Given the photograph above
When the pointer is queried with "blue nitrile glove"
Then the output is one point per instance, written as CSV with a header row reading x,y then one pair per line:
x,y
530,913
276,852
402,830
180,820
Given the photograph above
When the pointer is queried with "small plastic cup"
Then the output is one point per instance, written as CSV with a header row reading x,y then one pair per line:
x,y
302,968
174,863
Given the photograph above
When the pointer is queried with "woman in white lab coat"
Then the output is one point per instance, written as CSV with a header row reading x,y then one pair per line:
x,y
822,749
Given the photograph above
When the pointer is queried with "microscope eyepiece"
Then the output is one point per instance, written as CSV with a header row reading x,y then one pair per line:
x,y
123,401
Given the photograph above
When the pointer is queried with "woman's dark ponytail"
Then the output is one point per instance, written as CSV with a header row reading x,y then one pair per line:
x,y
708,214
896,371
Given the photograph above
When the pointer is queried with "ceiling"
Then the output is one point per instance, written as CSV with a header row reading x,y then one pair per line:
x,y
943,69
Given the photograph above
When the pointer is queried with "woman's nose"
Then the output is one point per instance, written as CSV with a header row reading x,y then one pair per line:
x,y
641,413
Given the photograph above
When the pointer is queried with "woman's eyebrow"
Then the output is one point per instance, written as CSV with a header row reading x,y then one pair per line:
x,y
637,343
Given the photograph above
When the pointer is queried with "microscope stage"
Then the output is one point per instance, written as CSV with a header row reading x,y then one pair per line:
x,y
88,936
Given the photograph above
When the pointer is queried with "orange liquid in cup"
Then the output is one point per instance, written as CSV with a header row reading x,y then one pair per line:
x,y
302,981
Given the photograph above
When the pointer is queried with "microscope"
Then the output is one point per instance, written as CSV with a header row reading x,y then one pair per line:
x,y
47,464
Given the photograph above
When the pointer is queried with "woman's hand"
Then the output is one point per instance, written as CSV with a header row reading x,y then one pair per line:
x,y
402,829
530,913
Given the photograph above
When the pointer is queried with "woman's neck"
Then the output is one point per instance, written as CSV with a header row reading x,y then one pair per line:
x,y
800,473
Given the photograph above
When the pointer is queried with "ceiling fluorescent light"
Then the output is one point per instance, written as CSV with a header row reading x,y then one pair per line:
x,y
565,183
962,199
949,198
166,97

[AIM OF THE EXERCISE]: For each record above, write it out again exactly.

[YOUR SOLUTION]:
Given the photograph above
When the pointer is queried with "blue nitrile glove"
Then the output is one point per instance, written as CSV with a header row reading x,y then one pair per line:
x,y
530,913
276,852
402,830
180,820
Given the photograph above
When the pointer is queried with "small plastic cup"
Then the output is one point per instance, written as CSV with a header row reading x,y then one pair per line:
x,y
302,968
174,863
Given the photograph above
When the pointer is queried with "woman in white lab coat"
Then the output is one point per instance, written as CSV with a header row reading x,y then one pair per line:
x,y
822,749
Given the photograph above
When the pointer is queried with "microscope eyepiece"
Then the output is one point per instance, written as CSV with a header row reading x,y then one pair per line:
x,y
123,401
Given the photograph above
When the pointer is queried with "woman's dark ponytail"
Then the output is one point per instance, written as CSV with a header row reading x,y then one pair per line:
x,y
708,214
896,371
Given the photograph above
When the pointer is queried with "ceiling"
Then the output is one point per instance, written as CSV with a header row reading x,y then one pair per line:
x,y
943,69
Given the photograph above
When the pointer is queried with "woman's nose"
Then the output is one point per instance, written as CSV with a header row reading x,y then one pair per line:
x,y
641,413
Given the photograph above
When the pointer is queried with "woman's eyebrow"
Then the output is one point per instance, written as CSV with a header row reading x,y then one pair per line:
x,y
637,343
Given the photograph above
When the pointer is queried with "microscope stage"
Then the output is one point per instance, written as CSV with a header row reading x,y then one pair per line:
x,y
88,936
Given the photograph above
When the pointer is queried with "orange liquid in cup"
Then the output is one point per instance, written as CSV with a header row reading x,y then one pair per line:
x,y
302,981
Given the photograph above
When the pointer is queried with "microscope"
Then the output is one point per instance, written as CSV with a header row reading x,y then one pair per line:
x,y
47,464
Given the photograph above
When the pointer is queried with "woman's hand"
Then the output is one point per instance, written as CSV with a header row reading x,y then one pair per line:
x,y
402,829
530,913
Given the photograph above
When the pointer is queried with "woman's neck"
Then the output is one point per instance, written as CSV with a header row reading x,y then one pair per line:
x,y
800,473
Given the photograph above
When the pointer is queried with "ceiling fluorescent light"
Then the output is one point per instance, written as CSV with a header row reading x,y then one pair per line:
x,y
565,183
962,199
949,198
166,97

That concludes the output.